### [EXCERPTED PASSAGE]
--------------------

Why Nullable<T> is a struct?
Asked Answered
H

4

26

I was wondering why Nullable<T> is a value type, if it is designed to mimic the behavior of reference types? I understand things like GC pressure, but I don't feel convinced - if we want to have int acting like reference, we are probably OK with all the consequences of having real reference type. I can see no reason why Nullable<T> is not just boxed version of T struct.

As value type:

  1. it still needs to be boxed and unboxed, and more, boxing must be a bit different than with "normal" structs (to treat null-valued nullable like real null)
  2. it needs to be treated differently when checking for null (done simply in Equals, no real problem)
  3. it is mutable, breaking the rule that structs should be immutable (ok, it is logically immutable)
  4. it needs to have special restriction to disallow recursion like Nullable<Nullable<T>>

Doesn't making Nullable<T> a reference type solve that issues?

rephrased and updated:

I've modified my reason list a bit, but my general question is still open:

How will reference type Nullable<T> be worse than current value type implementation? Is it only GC pressure and "small, immutable" rule? It still feels strange for me...

Hennery answered 24/11, 2010 at 22:24 Comment(6)
The real question, is: why not a generic Maybe<T>, for all types T.Fouts
@pst F# has an Option<T> type, but the semantics wouldn't work in C# without a major shift from "All refs can be nulls" to "Only refs you specific can be nulls". Otherwise, what's the point of having a Maybe type?Vesicle
This is a really tough question, you should go and read the corresponsing CIL Standard sections. Nullable<T> has a sepcial position in the Type System and a lot of special handling in the CLR applies to it. I'm afraid the answer isn't as simple as you might wish.Amberjack
Nullable<T> is a completely insane type, and trying to reason logically about it is folly. Shut your eyes, cover your ears, and scream "la la la la la I can't hear you la la la la" until it goes away, that's my advice.Dugan
The only thing that I'm not convinced about is that it is "designed to mimic the behavior of reference types." Since when? Where did you get this idea? The whole question is flawed, that's why you're not getting the answer you want.Goshen
@Aaronaught, I agree, and tackled that in my answer.Arbitrage
A
19

The reason is that it was not designed to act like a reference type. It was designed to act like a value type, except in just one particular. Let's look at some ways value types and reference types differ.

--------------------

### [DIRECTIVE A]
Rewrite only the part of the rows that opens with the line containing "The pointer SHOULD return, for each instance of the black" and runs to the end of the rows, swapping "innermost point" for "center point" and leaving everything else as it is.

--------------------

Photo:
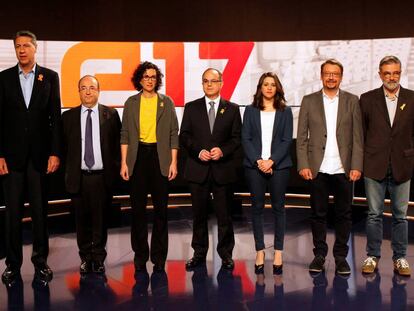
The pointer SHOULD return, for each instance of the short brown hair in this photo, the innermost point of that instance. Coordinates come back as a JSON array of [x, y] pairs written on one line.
[[332, 61], [25, 33], [389, 59]]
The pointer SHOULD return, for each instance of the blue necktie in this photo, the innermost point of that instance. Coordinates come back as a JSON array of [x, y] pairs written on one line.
[[88, 157]]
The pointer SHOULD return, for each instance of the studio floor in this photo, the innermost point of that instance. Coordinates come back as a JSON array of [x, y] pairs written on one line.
[[211, 288]]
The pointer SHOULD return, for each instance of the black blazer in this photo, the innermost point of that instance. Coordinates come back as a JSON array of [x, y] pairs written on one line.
[[110, 127], [281, 138], [33, 132], [195, 136], [384, 143]]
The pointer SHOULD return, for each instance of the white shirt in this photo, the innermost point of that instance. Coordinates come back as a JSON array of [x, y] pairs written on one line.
[[267, 119], [216, 103], [26, 83], [391, 104], [331, 163], [96, 140]]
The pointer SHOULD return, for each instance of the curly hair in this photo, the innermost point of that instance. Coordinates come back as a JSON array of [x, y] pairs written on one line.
[[139, 74], [279, 102]]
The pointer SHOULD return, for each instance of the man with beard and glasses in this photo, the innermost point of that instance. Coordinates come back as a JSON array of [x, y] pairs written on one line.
[[388, 114], [330, 155]]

--------------------

### [DIRECTIVE B]
Transcribe the thread on why Nullable<T> is a struct in full, without any changes.

### [CORRECT ANSWER A]
The pointer SHOULD return, for each instance of the black blazer in this photo, the center point of that instance. Coordinates come back as a JSON array of [x, y] pairs written on one line.
[[110, 127], [281, 138], [33, 132], [195, 136], [384, 143]]
The pointer SHOULD return, for each instance of the white shirt in this photo, the center point of that instance. Coordinates come back as a JSON array of [x, y] pairs written on one line.
[[267, 119], [216, 103], [26, 83], [391, 104], [331, 163], [96, 140]]
The pointer SHOULD return, for each instance of the curly hair in this photo, the center point of that instance. Coordinates come back as a JSON array of [x, y] pairs written on one line.
[[139, 74], [279, 102]]
The pointer SHOULD return, for each instance of the man with beard and glasses in this photo, the center point of that instance. Coordinates come back as a JSON array of [x, y] pairs written on one line.
[[388, 114], [330, 155]]

### [CORRECT ANSWER B]
Why Nullable<T> is a struct?
Asked Answered
H

4

26

I was wondering why Nullable<T> is a value type, if it is designed to mimic the behavior of reference types? I understand things like GC pressure, but I don't feel convinced - if we want to have int acting like reference, we are probably OK with all the consequences of having real reference type. I can see no reason why Nullable<T> is not just boxed version of T struct.

As value type:

  1. it still needs to be boxed and unboxed, and more, boxing must be a bit different than with "normal" structs (to treat null-valued nullable like real null)
  2. it needs to be treated differently when checking for null (done simply in Equals, no real problem)
  3. it is mutable, breaking the rule that structs should be immutable (ok, it is logically immutable)
  4. it needs to have special restriction to disallow recursion like Nullable<Nullable<T>>

Doesn't making Nullable<T> a reference type solve that issues?

rephrased and updated:

I've modified my reason list a bit, but my general question is still open:

How will reference type Nullable<T> be worse than current value type implementation? Is it only GC pressure and "small, immutable" rule? It still feels strange for me...

Hennery answered 24/11, 2010 at 22:24 Comment(6)
The real question, is: why not a generic Maybe<T>, for all types T.Fouts
@pst F# has an Option<T> type, but the semantics wouldn't work in C# without a major shift from "All refs can be nulls" to "Only refs you specific can be nulls". Otherwise, what's the point of having a Maybe type?Vesicle
This is a really tough question, you should go and read the corresponsing CIL Standard sections. Nullable<T> has a sepcial position in the Type System and a lot of special handling in the CLR applies to it. I'm afraid the answer isn't as simple as you might wish.Amberjack
Nullable<T> is a completely insane type, and trying to reason logically about it is folly. Shut your eyes, cover your ears, and scream "la la la la la I can't hear you la la la la" until it goes away, that's my advice.Dugan
The only thing that I'm not convinced about is that it is "designed to mimic the behavior of reference types." Since when? Where did you get this idea? The whole question is flawed, that's why you're not getting the answer you want.Goshen
@Aaronaught, I agree, and tackled that in my answer.Arbitrage
A
19

The reason is that it was not designed to act like a reference type. It was designed to act like a value type, except in just one particular. Let's look at some ways value types and reference types differ.